Entries from a collection:

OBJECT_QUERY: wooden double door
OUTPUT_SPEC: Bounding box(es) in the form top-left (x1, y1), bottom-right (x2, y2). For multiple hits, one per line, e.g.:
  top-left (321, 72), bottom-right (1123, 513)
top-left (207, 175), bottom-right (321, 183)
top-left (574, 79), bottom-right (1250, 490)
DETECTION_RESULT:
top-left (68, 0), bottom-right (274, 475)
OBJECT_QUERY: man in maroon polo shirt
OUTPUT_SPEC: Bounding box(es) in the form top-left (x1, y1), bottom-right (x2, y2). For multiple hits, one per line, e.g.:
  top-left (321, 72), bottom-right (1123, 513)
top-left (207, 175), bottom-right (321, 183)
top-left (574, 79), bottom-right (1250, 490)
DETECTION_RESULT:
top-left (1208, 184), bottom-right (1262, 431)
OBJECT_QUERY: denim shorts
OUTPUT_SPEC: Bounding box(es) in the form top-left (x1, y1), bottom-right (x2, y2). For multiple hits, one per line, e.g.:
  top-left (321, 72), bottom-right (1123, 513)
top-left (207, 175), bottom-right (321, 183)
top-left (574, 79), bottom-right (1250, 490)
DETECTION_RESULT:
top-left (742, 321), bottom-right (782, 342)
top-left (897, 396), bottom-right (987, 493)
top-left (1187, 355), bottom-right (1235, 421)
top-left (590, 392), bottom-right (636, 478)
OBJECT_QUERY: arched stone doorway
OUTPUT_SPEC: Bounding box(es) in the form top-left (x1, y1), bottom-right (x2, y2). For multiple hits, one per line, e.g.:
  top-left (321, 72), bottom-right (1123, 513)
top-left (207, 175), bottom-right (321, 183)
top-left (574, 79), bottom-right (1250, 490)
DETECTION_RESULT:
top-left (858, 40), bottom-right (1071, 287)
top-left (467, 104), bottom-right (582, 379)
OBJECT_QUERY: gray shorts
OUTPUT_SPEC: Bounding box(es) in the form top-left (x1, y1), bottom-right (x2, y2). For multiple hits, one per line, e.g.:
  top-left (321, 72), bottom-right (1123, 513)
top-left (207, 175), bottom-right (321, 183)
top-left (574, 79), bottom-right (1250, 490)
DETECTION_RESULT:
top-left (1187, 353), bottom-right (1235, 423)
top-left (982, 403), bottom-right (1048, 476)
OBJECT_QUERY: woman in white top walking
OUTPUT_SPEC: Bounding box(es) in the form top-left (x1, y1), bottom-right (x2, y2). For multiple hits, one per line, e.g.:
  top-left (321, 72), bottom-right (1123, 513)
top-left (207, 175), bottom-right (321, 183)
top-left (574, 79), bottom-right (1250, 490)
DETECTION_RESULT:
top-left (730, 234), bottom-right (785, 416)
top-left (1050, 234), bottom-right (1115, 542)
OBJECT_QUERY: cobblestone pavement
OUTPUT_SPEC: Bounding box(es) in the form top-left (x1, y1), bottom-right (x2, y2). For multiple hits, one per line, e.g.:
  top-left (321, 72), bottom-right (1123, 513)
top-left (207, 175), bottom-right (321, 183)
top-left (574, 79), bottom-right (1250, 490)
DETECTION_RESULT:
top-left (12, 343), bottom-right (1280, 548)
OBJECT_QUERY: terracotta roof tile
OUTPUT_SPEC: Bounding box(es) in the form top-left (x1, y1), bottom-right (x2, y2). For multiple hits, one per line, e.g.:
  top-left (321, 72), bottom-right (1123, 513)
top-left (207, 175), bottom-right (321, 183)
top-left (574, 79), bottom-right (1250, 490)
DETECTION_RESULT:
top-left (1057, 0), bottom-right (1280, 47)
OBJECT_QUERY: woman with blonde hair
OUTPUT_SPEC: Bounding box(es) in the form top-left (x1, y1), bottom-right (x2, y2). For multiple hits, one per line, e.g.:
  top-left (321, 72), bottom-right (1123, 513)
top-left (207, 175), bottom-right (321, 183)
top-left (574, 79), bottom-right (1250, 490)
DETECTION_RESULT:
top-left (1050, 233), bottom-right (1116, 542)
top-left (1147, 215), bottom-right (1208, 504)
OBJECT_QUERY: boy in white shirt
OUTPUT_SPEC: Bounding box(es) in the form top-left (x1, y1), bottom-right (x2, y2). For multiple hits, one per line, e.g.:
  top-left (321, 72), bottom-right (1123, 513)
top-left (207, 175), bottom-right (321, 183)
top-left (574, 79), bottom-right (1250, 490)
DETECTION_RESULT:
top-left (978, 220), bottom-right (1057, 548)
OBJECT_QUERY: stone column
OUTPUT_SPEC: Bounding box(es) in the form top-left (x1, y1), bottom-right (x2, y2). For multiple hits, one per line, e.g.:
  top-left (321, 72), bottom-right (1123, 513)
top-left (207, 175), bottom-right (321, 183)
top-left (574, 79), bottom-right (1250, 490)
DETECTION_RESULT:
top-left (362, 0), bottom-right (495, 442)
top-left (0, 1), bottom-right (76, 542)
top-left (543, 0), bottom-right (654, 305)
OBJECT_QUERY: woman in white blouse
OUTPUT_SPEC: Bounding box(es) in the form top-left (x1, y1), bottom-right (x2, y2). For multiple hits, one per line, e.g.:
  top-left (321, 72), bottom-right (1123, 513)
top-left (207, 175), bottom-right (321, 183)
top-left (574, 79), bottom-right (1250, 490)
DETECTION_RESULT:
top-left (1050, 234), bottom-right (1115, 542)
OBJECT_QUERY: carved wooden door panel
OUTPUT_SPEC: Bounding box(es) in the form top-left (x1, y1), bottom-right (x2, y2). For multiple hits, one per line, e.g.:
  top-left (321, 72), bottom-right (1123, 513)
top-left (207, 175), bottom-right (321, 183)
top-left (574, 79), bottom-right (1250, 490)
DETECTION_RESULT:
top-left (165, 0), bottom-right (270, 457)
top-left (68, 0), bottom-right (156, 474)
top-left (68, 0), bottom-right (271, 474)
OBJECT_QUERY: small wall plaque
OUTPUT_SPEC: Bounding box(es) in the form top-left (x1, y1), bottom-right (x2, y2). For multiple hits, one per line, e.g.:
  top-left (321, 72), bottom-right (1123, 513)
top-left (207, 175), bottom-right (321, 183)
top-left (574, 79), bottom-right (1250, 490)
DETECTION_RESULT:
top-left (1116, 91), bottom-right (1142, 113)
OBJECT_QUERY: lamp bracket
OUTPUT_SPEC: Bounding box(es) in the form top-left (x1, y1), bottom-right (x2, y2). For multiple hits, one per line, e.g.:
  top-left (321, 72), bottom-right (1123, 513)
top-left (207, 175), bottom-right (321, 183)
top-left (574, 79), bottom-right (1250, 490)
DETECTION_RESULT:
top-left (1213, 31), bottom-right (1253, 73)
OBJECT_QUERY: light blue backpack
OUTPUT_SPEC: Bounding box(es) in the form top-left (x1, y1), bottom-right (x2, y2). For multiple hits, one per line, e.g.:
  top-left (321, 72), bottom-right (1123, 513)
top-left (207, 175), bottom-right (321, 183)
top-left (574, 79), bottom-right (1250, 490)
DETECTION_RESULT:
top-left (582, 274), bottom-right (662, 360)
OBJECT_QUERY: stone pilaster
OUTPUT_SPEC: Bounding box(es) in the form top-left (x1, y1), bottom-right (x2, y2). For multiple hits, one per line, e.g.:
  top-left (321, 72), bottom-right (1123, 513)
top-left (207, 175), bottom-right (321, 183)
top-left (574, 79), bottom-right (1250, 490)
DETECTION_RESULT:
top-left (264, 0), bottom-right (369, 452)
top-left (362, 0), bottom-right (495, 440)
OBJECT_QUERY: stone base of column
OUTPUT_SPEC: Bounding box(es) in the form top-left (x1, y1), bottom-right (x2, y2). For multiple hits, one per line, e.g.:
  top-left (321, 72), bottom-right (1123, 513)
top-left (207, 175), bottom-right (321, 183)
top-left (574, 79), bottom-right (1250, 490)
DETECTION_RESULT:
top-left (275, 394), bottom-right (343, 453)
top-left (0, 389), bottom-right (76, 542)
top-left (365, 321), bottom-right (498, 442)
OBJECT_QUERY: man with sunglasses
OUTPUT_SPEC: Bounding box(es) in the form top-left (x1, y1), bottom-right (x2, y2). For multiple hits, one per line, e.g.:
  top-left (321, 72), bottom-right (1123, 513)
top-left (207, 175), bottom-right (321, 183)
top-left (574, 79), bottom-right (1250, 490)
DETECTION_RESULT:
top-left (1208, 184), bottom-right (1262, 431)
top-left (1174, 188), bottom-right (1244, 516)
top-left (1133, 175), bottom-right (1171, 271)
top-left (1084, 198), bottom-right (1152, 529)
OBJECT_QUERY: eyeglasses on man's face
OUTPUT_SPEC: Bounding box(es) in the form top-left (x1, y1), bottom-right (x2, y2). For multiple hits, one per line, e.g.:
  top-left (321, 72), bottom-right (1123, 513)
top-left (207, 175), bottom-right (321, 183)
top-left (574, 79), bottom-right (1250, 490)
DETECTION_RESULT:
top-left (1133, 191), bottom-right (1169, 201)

# Stated exercise:
Write out again, with no changes, the stretch of the records from the line containing "OBJECT_QUERY: light blue backpack" through the line containing "top-left (362, 0), bottom-right (495, 440)". Include both of those lines.

# Response for this exercise:
OBJECT_QUERY: light blue backpack
OUTPUT_SPEC: Bounding box(es) in the form top-left (x1, y1), bottom-right (x2, y2). For multiple hits, one per line, e.g.:
  top-left (321, 72), bottom-right (1123, 513)
top-left (207, 175), bottom-right (321, 183)
top-left (574, 79), bottom-right (1250, 490)
DETECTION_RESULT:
top-left (582, 274), bottom-right (662, 360)
OBJECT_QUERY: stone pilaster
OUTPUT_SPEC: Bounding box(es) in the form top-left (x1, y1), bottom-right (x2, y2). For multiple hits, one per line, e.g.:
  top-left (321, 72), bottom-right (1123, 513)
top-left (207, 175), bottom-right (321, 183)
top-left (574, 79), bottom-right (1250, 490)
DETECTION_RESULT:
top-left (264, 0), bottom-right (369, 452)
top-left (362, 0), bottom-right (495, 440)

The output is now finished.